§ **TESTO DELLA PAGINA**:
§

Iraq, anni '80. Dopo aver conseguito a Roma la laurea in medicina, Najla (Morjana Alaoui), torna a Kirkuk alla ricerca del fidanzato Sherko (Ertem Eser), un giovane idealista curdo che, di fronte alle sofferenze del suo popolo, si è dato alla macchia entrando tra le file della resistenza anti-Saddam. Nonostante sia sunnita, Najla farà di tutto per aiutare il ragazzo, mettendosi contro la famiglia di origine, il figlio di un generale che vorrebbe sposarla, e i servizi segreti iracheni. Ma il suo coraggio non basterà a salvarla...

§

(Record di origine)
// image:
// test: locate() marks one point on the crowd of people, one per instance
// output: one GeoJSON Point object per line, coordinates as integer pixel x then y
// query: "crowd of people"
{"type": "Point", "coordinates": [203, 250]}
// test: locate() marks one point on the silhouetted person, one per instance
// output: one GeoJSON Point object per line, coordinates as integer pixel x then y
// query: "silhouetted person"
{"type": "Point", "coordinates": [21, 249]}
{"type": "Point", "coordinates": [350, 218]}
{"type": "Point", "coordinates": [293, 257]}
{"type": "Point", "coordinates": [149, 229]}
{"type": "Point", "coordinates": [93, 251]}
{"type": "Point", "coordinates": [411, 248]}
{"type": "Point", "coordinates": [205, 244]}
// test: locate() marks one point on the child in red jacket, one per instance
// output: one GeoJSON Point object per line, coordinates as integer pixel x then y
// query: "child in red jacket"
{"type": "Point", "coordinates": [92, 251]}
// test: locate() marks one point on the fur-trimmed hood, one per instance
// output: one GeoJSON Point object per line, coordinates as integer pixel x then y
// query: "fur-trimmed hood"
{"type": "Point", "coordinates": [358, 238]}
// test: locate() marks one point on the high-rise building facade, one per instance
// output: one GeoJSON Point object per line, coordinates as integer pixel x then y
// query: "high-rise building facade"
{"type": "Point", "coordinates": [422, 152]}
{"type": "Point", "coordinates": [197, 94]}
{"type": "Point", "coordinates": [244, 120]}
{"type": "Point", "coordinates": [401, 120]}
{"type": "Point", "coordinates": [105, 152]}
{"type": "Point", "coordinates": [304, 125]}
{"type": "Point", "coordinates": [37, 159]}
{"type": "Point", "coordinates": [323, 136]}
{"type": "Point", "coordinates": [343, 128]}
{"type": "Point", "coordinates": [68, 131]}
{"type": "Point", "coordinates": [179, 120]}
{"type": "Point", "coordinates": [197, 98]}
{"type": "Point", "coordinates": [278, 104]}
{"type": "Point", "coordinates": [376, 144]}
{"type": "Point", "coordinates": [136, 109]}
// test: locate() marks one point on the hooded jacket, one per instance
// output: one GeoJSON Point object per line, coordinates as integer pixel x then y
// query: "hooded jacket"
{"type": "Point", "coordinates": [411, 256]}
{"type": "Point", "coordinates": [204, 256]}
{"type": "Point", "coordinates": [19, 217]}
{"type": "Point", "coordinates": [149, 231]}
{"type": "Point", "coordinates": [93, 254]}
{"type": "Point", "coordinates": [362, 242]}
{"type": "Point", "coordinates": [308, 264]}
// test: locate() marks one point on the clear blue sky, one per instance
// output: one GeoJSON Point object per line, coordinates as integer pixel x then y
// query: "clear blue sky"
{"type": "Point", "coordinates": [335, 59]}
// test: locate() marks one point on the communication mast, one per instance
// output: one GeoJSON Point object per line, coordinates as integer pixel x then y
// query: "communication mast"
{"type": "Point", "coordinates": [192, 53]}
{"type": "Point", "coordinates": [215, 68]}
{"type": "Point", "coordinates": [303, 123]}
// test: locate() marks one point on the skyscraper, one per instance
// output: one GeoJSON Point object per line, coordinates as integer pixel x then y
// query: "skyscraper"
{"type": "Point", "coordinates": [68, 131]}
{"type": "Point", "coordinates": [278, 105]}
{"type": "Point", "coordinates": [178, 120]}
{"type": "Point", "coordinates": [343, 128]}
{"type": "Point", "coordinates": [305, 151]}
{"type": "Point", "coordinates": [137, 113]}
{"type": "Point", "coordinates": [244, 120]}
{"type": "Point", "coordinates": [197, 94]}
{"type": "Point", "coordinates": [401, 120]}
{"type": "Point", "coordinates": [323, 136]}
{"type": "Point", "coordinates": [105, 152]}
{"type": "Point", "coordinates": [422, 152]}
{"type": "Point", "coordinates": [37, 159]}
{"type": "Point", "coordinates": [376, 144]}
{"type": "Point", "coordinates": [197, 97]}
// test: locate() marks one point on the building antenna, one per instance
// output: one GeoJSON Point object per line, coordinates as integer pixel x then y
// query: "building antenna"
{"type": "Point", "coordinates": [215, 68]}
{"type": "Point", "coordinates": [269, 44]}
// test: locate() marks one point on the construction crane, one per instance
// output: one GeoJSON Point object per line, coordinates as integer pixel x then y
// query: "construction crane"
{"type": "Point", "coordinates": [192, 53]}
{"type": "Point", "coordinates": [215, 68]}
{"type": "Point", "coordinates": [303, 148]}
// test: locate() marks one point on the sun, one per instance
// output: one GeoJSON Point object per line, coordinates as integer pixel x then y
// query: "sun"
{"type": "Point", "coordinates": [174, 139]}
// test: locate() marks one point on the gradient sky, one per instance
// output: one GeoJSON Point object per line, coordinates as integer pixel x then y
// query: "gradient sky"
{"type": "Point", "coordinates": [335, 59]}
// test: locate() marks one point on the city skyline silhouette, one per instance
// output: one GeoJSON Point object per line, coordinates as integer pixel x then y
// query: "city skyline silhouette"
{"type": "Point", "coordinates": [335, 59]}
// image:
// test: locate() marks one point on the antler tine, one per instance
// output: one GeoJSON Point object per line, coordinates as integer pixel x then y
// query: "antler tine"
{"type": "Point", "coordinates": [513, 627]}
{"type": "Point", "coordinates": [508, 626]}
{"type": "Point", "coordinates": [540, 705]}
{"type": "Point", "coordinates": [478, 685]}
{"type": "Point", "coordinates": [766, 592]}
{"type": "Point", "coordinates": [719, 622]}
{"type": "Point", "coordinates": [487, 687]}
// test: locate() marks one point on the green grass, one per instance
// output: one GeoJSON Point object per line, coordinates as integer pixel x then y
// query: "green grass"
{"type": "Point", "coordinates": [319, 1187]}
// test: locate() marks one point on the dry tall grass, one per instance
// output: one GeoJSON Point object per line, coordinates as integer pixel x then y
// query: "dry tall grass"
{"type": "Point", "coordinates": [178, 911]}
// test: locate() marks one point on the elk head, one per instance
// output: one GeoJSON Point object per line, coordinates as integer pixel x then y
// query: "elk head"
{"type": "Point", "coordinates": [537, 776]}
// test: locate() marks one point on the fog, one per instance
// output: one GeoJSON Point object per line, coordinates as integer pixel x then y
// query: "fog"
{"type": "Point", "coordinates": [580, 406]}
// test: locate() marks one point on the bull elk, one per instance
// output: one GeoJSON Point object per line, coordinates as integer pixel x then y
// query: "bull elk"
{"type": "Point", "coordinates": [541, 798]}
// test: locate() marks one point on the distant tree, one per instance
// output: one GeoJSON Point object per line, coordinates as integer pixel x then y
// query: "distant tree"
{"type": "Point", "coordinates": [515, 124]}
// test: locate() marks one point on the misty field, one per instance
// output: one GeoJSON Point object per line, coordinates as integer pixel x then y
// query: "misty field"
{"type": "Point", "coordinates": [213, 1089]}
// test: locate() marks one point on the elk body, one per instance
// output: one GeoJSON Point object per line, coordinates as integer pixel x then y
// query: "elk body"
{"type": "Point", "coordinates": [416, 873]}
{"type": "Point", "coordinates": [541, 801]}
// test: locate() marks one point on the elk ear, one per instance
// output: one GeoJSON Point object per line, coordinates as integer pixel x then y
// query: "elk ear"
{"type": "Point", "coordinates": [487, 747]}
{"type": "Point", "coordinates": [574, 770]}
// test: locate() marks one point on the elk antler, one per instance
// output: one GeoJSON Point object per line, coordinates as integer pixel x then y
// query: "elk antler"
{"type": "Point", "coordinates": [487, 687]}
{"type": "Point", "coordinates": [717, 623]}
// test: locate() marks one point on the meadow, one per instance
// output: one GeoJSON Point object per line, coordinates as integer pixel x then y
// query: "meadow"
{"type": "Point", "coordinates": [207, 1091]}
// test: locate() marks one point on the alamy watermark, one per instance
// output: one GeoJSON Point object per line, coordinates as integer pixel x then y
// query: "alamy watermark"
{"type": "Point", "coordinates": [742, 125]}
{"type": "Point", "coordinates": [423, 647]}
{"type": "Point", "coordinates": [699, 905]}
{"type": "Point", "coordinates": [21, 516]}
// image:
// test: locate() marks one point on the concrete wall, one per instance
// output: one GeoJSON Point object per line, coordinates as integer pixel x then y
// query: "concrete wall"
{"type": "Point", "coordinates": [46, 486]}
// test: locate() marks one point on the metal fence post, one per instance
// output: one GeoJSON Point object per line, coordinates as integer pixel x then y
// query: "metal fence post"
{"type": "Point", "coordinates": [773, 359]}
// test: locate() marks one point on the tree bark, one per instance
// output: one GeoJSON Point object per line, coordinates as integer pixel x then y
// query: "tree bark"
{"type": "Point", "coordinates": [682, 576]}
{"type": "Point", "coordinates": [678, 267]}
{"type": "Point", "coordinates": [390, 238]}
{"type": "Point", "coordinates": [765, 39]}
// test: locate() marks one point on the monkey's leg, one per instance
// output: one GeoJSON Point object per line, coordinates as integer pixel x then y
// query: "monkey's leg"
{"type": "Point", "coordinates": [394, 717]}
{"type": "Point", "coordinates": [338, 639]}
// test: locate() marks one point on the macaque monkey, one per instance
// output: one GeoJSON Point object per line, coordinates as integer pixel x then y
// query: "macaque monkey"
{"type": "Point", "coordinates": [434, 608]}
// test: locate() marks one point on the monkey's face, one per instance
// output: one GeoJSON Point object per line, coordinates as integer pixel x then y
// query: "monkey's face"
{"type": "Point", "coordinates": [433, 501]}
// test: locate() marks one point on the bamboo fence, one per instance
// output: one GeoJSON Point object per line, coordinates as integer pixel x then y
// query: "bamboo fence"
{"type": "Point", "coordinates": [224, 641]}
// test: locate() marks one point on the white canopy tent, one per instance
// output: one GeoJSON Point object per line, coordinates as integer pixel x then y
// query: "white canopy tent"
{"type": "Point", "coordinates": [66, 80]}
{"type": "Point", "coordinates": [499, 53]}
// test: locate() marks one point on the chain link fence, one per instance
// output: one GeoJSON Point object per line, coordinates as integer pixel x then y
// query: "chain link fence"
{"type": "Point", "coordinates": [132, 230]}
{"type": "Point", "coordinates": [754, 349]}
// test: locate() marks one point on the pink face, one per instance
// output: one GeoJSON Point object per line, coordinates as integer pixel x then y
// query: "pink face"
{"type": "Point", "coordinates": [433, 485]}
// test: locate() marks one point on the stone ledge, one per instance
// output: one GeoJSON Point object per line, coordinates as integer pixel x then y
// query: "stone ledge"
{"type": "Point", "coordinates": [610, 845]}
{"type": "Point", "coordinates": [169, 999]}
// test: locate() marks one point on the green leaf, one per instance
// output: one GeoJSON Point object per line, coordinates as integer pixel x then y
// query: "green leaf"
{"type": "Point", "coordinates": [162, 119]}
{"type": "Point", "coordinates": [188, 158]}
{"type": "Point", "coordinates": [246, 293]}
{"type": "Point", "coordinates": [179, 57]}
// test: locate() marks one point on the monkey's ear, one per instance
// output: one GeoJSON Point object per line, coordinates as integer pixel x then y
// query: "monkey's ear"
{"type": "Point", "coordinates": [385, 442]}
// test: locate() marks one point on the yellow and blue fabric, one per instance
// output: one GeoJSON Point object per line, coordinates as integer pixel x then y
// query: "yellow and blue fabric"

§

§ **OBIETTIVO DEL COMPITO**: Riscrivi il tratto della sinossi che va da "Iraq, anni '80." fino a "basterà a salvarla...", cambiando "Kirkuk" in "Mosul". I record costituiscono materiale a sé, distinto dalla sinossi.

§ **RISPOSTA ALL'ESERCIZIO**:
Iraq, anni '80. Dopo aver conseguito a Roma la laurea in medicina, Najla (Morjana Alaoui), torna a Mosul alla ricerca del fidanzato Sherko (Ertem Eser), un giovane idealista curdo che, di fronte alle sofferenze del suo popolo, si è dato alla macchia entrando tra le file della resistenza anti-Saddam. Nonostante sia sunnita, Najla farà di tutto per aiutare il ragazzo, mettendosi contro la famiglia di origine, il figlio di un generale che vorrebbe sposarla, e i servizi segreti iracheni. Ma il suo coraggio non basterà a salvarla...